= EXTRACT =
..............................
Silvia M. Dutchevici, MA, LCSW is the Critical Therapy Institute (CTI) founder and president.
With more than 20 years of experience in social services and a passion for psychotherapy, Dutchevici (pronounced “doot-KAY-vitch”) created CTI when she perceived the need to expand psychoanalytic praxis to reflect how race, class, gender, and religion intersect with psychological conflicts. Silvia has an intensive background in psychoanalytic theory and trauma, with a particular focus on torture.
However, after seeing that traditional psychoanalysis was not able to adequately transform and heal her patients, she embarked on an extended period of research and training. Drawing on liberation psychology and critical pedagogy scholarship and combining them with her real-life experience as a practicing psychotherapist, she founded CTI in 2012; it focuses on teaching, research, and the application of critical therapy in advisory, consulting, and educational services.
..............................
= TASK TO CARRY OUT =
Continue the profile of the Critical Therapy Institute's founder, picking up after its final sentence.

= INFORMATION SHOWN =
..............................
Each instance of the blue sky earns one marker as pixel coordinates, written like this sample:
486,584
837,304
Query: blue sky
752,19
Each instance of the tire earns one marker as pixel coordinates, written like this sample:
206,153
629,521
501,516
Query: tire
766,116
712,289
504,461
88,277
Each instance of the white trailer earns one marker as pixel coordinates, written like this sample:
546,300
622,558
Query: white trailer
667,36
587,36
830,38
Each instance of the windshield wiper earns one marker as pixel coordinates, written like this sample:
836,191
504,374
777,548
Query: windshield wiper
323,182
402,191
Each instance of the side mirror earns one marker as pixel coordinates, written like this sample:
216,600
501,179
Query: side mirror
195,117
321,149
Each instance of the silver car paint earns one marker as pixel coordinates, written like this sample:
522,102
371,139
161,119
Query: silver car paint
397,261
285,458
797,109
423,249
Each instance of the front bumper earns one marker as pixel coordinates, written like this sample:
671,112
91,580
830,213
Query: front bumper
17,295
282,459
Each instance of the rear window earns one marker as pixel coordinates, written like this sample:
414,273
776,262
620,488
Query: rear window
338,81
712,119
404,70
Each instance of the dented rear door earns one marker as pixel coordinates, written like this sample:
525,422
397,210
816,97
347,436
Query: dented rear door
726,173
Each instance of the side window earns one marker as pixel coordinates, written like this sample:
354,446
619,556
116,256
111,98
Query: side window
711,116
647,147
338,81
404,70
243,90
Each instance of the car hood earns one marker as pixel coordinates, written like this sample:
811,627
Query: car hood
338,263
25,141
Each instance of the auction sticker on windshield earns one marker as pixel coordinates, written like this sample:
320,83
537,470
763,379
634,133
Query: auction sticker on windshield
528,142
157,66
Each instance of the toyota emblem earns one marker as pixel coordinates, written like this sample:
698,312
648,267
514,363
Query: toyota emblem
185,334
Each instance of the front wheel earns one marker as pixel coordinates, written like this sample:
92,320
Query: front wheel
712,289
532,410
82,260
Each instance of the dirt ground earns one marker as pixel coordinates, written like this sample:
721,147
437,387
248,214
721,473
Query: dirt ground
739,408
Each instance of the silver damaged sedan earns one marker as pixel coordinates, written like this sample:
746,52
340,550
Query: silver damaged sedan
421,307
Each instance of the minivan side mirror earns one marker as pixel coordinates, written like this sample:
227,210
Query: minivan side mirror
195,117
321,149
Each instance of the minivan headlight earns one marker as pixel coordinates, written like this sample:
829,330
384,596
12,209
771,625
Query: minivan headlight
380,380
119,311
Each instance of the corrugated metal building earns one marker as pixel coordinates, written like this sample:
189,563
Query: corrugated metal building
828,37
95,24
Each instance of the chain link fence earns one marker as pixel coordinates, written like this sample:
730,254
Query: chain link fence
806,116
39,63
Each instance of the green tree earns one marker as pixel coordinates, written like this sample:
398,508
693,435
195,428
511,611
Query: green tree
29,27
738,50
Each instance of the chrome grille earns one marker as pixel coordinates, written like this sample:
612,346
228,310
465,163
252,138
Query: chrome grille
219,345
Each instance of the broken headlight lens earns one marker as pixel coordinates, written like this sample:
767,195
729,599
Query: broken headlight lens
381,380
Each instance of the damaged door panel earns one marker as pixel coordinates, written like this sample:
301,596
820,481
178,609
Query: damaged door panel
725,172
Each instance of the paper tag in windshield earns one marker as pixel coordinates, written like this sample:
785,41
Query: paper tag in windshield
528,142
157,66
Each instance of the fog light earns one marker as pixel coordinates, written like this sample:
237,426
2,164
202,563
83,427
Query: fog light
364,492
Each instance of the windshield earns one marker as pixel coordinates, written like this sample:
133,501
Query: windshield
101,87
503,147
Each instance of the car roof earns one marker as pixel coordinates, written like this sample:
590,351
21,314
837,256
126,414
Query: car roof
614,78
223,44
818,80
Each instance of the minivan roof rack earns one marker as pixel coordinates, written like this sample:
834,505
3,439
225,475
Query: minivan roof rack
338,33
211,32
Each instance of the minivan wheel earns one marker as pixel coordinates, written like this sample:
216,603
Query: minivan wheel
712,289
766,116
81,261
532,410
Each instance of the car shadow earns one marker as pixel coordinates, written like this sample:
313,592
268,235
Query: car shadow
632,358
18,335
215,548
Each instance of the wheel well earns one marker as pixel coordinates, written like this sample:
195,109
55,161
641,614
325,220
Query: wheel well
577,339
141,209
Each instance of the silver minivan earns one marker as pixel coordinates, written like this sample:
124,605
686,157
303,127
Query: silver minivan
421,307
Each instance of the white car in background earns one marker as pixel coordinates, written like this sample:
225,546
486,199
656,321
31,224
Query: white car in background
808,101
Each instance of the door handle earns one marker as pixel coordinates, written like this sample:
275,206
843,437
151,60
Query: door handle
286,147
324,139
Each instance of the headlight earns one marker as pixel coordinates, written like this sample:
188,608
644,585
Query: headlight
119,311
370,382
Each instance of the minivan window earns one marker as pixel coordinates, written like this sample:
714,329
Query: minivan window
..............................
= EXERCISE RESPONSE =
Unlike traditional therapists, critical therapists work from the premise that the personal is political. To be more effective, psychotherapy must therefore interrogate the patient’s as well as the therapist’s worldview. Engaging in power analysis, critical therapists explore deeply how power affects the patient’s and therapist’s identities as well as their relationship with one another. CTI offers a four-year training program for psychotherapists, as well as workshops on various clinical issues.